* **What is needed**
Your answer must be an exact copy of the records below, minus the pictures.

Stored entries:
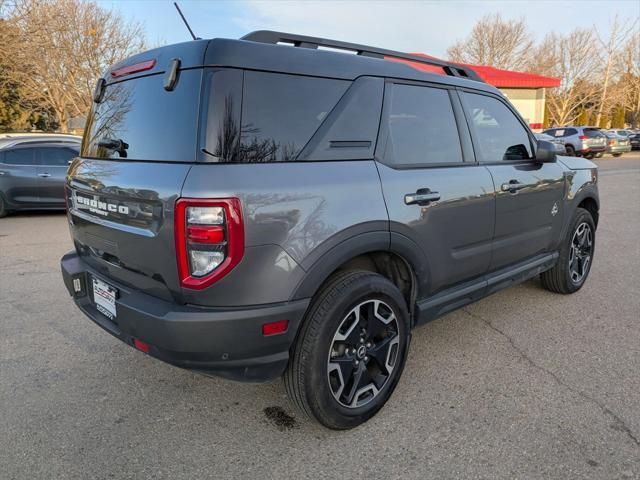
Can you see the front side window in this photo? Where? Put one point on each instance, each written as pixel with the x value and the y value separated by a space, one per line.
pixel 421 127
pixel 20 156
pixel 499 134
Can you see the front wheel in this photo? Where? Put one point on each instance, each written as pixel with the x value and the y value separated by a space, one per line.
pixel 576 256
pixel 351 350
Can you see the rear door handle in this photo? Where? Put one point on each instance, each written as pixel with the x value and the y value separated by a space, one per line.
pixel 422 197
pixel 513 186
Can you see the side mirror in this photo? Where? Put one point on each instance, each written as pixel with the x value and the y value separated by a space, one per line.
pixel 546 152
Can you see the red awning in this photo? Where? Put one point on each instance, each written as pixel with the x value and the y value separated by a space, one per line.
pixel 493 76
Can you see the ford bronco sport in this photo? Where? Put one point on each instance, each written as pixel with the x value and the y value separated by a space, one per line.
pixel 270 207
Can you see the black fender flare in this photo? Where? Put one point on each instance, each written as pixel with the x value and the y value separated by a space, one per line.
pixel 369 242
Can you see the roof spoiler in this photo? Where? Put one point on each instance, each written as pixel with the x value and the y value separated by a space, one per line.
pixel 269 36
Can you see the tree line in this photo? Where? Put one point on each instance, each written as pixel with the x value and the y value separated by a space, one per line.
pixel 600 74
pixel 52 52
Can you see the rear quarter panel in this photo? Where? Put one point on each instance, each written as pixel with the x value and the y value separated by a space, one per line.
pixel 294 213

* **Solution**
Can you see the front side window in this photo? Where? Put one point on each instance, each written as pixel with the x value and the y value separated by a space, one per line.
pixel 421 127
pixel 20 156
pixel 499 134
Can you see the front wheel in this photo? Where? Put one point on each instance, each written as pixel with the x value and the y value separated by a space, one per line.
pixel 576 256
pixel 351 350
Can you see the rear door handle in this photo? Where? Put one point on each instance, each written as pixel with the x value and the y value separated by a space, one per line.
pixel 422 197
pixel 513 186
Can you see the side mirror in this photo? Where? Put one point on each instance, each written as pixel with the x value and the y value separated by a space, one per line.
pixel 546 152
Can you see the red awning in this photo? Where? Put one point on each instance, each written as pixel with the x value and the y value separated by a space, one per line.
pixel 493 76
Can you see the ford bronco sport in this photo? Where? Put one point on each instance, each written as pixel with the x value and the y value separated by a space, one per line.
pixel 270 207
Can you see the black fender flare in this photo? Where? Put one point on each instance, each written as pixel with the x value and the y value separated by a space, one per line.
pixel 369 242
Can you see the roof spoiler in this photo? Where? Put one point on each instance, each written as pixel with the x value and the y value separated by a space, one per line.
pixel 269 36
Can you see the tree line in this photo? Where? Put one point on each instance, each written as pixel with the x value and the y value separated by a space, one per line.
pixel 600 74
pixel 52 52
Can you see the rear quarter panel in this photo? Where? Put one point on each instance, each written as pixel with the x value and the y value separated by a space, one per line.
pixel 294 213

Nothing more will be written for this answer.